- TEKS SUMBER
"""

Wednesday 4 January 2017

[Resensi] Novel Pembangun Jiwa

Dimuat di Kabar Madura, Jumat 30 Desember 2016 

Judul               : Ayat-Ayat Cinta 2
Penulis             : Habiburrahman El Shirazy
Penerbit           : Republika Penerbit
Tahun terbit     : November 2015
Cetakan           : Empat, Desember 2015
Halaman          : vi + 690 halaman
ISBN               : 978-602-0822-15-0
Peresensi         : Ratnani Latifah. Alumni Universitas Islam Nahdlatul Ulama, Jepara.


Keunggulan dalam novel religi adalah tentang pesan-pesan yang cukup banyak bisa diambil sebagai pembelajaran. Sebagaimana dalam novel ayat-ayat cinta 2 karya Kang Abik.   Dalam novel ini pesan yang tersirat atau pun tersurat benar-benar bisa menjadi pembangun jiwa-jiwa yang gersang.  Sebuah novel yang sangat inspiratif dan memikat. Tidak hanya mengungkap kisah cinta yang manis, tapi juga menyisipkan nilai-nilai moral dalam perjalanan  dakwah.

"""

- TUGAS TERTULIS A
Sebutkan jumlah baris yang memuat string "name", dengan membedakan huruf besar dan huruf kecil, dan berikan angkanya saja.
Baris-baris berikut tidak ada hubungannya dengan resensi di atas.

- BARIS YANG DISEDIAKAN

"""

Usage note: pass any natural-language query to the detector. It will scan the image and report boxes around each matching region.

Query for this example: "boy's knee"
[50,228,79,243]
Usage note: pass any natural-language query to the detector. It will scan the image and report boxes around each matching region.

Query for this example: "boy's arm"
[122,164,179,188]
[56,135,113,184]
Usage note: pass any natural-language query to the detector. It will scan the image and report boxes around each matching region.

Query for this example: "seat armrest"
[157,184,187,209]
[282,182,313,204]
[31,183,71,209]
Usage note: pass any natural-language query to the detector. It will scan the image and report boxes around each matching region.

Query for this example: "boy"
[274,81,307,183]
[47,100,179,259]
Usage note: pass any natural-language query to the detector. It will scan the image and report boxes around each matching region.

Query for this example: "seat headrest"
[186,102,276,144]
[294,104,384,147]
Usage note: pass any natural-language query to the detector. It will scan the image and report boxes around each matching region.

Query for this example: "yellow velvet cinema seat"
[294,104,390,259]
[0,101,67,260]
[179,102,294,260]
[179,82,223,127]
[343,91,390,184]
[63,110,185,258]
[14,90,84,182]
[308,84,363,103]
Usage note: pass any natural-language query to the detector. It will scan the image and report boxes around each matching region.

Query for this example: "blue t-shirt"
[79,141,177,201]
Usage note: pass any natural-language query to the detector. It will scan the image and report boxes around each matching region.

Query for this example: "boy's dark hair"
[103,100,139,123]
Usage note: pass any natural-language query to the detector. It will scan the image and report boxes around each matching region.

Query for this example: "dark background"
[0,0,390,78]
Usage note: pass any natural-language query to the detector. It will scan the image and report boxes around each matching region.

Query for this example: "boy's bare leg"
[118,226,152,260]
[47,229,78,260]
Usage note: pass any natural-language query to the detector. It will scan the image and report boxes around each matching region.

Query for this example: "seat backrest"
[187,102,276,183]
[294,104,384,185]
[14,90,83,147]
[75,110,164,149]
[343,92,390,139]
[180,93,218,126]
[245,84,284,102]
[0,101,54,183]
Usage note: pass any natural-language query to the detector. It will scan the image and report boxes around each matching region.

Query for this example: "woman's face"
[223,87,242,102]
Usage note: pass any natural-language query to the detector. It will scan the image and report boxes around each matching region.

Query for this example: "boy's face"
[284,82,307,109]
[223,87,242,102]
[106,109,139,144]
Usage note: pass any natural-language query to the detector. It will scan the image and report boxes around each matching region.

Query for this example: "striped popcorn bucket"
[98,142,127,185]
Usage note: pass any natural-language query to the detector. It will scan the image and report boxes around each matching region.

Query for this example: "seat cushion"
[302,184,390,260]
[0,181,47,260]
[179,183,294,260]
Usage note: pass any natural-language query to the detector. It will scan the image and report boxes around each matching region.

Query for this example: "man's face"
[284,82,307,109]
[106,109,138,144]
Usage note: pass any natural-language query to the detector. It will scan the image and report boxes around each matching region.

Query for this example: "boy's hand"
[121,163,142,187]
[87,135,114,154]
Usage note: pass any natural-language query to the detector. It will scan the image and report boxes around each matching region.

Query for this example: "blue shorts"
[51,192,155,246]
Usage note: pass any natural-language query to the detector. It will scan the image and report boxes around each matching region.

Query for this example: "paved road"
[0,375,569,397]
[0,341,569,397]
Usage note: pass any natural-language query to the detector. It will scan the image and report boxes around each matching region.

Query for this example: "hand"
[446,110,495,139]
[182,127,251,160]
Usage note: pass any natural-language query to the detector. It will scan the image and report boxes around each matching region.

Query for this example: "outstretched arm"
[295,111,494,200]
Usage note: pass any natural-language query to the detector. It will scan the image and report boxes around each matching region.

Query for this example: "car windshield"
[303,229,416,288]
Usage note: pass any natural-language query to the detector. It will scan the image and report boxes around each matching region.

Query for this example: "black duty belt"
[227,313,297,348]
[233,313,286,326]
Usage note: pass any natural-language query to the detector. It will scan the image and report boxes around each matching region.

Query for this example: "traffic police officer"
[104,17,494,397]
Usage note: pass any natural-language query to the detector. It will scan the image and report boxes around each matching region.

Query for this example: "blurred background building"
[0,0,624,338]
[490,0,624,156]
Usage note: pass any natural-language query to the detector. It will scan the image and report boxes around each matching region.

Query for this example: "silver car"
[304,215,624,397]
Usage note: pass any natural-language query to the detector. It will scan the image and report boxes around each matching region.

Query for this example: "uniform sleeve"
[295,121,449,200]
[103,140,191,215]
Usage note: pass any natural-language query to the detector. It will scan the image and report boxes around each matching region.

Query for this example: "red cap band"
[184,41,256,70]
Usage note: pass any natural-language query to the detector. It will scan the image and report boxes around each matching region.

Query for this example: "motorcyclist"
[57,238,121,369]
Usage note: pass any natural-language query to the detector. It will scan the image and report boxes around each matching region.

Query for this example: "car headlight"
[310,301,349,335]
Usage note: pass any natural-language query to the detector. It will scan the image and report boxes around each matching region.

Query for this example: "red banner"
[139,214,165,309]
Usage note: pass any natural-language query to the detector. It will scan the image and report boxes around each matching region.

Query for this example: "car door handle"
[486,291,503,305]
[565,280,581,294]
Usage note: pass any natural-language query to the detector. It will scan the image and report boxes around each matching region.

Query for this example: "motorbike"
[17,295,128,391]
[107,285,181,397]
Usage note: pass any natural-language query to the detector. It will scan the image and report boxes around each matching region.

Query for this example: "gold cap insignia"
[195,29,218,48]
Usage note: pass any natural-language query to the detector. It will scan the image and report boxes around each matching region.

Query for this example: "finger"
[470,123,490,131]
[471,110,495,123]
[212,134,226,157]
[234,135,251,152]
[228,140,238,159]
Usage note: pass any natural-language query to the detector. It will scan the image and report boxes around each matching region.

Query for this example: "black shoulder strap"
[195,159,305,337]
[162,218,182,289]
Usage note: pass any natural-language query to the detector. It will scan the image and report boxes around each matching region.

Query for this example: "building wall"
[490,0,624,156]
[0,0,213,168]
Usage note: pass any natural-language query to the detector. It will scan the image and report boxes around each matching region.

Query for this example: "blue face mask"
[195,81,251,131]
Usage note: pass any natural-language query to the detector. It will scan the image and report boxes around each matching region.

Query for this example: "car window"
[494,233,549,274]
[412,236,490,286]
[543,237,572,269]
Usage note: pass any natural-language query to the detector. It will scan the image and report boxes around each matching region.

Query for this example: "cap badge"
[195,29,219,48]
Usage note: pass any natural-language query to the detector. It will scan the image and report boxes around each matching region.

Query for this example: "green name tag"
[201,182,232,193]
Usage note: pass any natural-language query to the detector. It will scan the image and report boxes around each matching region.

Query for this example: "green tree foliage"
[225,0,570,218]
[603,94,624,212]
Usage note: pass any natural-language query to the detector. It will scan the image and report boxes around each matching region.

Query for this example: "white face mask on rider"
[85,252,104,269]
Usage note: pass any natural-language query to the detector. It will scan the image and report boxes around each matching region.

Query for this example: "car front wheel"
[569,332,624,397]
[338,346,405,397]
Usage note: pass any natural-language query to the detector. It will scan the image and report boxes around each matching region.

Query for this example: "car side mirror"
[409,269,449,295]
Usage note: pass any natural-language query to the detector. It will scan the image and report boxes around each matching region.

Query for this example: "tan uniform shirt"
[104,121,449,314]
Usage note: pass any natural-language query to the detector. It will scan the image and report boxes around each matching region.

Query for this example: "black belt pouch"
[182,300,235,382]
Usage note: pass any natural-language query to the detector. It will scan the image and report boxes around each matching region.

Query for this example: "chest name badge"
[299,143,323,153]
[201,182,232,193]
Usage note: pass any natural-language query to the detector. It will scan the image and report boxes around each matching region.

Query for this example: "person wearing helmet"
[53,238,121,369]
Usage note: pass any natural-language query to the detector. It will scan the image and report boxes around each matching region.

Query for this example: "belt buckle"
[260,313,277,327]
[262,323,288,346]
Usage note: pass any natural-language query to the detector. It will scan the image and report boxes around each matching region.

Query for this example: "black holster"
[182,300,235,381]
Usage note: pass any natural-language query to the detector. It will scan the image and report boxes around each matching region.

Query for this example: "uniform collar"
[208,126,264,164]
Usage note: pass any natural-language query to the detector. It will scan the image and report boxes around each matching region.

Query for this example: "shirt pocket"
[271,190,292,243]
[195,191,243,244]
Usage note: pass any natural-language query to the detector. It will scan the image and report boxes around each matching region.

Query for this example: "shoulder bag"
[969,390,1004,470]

"""

- TUGAS TERTULIS B
Jawablah pertanyaan-pertanyaan ini berdasarkan resensi novel Ayat-Ayat Cinta 2 di atas.
(i) Siapa penerbit novel tersebut?
(ii) Di media apa dan pada tanggal berapa resensi itu dimuat?
(iii) Menurut resensi, apa keunggulan dalam novel religi?

- JAWABAN TUGAS A
2

- JAWABAN TUGAS B
(i) Republika Penerbit.
(ii) Di Kabar Madura, Jumat 30 Desember 2016.
(iii) Pesan-pesan yang cukup banyak bisa diambil sebagai pembelajaran.